Supplied passage:

────

This article shares the story of Albermarle County Schools’ experience integrating maker education throughout all the schools in the district. In particular, snapshots of Agnor Hurt Elementary and Albermarle High School are spotlighted. I recommend diving into this article and considering how Albermarle’s experience and ideas can impact your classroom, school, and district. Here are just two nuggets I gleaned from reading this.
“Making shouldn’t be isolated. We want to get away from that idea. Makerspaces and classrooms are one and the same.” — Andrew Craft, Elementary Teacher
“When people make, they get back to the basics of who they are as humans. Making puts the learner at the center of the work — and when that happens with our kids, the content makes sense to them.” — Pam Moran, Superintendent
“A Maker is an individual who communicates, collaborates, tinkers, fixes, breaks, rebuilds, and constructs projects for the world around him or her. A Maker, re-cast into a classroom, has a name that we all love: a learner. A Maker, just like a true learner, values the process of making as much as the product.

────

Task material:
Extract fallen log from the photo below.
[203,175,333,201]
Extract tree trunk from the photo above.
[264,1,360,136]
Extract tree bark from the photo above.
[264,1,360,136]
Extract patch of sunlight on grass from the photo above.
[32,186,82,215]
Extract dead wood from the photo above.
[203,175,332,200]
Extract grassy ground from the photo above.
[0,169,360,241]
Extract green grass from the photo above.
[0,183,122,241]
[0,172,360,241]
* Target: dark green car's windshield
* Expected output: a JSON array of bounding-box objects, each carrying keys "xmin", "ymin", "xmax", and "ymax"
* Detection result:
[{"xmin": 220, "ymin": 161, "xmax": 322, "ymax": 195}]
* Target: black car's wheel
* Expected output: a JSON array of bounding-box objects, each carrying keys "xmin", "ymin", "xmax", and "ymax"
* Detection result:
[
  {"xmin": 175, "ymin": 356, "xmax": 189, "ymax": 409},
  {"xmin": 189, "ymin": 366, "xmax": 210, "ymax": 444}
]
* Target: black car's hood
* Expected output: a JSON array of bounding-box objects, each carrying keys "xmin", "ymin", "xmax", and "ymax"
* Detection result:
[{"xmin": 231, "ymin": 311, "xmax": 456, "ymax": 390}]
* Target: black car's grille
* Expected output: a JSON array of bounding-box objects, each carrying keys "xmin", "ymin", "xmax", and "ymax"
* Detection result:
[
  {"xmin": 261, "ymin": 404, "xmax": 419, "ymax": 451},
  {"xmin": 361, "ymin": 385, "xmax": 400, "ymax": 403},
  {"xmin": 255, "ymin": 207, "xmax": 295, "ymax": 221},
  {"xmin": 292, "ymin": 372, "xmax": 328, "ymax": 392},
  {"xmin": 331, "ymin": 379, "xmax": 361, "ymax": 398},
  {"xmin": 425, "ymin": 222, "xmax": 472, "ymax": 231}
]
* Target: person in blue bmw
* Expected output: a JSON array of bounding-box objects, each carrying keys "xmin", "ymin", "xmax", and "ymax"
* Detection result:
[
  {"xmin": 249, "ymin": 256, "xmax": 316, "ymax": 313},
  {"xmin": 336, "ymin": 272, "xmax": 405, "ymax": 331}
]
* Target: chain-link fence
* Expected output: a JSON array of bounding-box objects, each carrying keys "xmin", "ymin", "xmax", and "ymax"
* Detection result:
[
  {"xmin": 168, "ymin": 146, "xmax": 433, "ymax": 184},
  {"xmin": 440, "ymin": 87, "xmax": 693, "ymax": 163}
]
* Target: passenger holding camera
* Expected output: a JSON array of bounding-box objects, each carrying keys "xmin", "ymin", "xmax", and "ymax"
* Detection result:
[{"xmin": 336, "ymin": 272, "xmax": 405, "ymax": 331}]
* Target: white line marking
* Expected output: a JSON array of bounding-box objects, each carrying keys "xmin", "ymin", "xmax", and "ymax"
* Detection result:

────

What is asked:
A: Answer these questions from the maker education article, one line each:
(i) Which two schools does the article spotlight?
(ii) What position does Andrew Craft hold?
(iii) What name does a Maker re-cast into a classroom have?
B: Write out the stretch of the records from their start through the line containing "[0,169,360,241]", requests included, and shift each bounding-box coordinate in the answers by adding -44 to it. Give only those lines.

Answers for this exercise:
A:
(i) Agnor Hurt Elementary and Albermarle High School
(ii) Elementary Teacher
(iii) A learner

B:
Extract fallen log from the photo below.
[159,131,289,157]
Extract tree trunk from the photo above.
[220,-43,316,92]
Extract tree bark from the photo above.
[220,-43,316,92]
Extract patch of sunlight on grass from the photo above.
[-12,142,38,171]
Extract dead wood from the photo above.
[159,131,288,156]
Extract grassy ground from the photo above.
[-44,125,316,197]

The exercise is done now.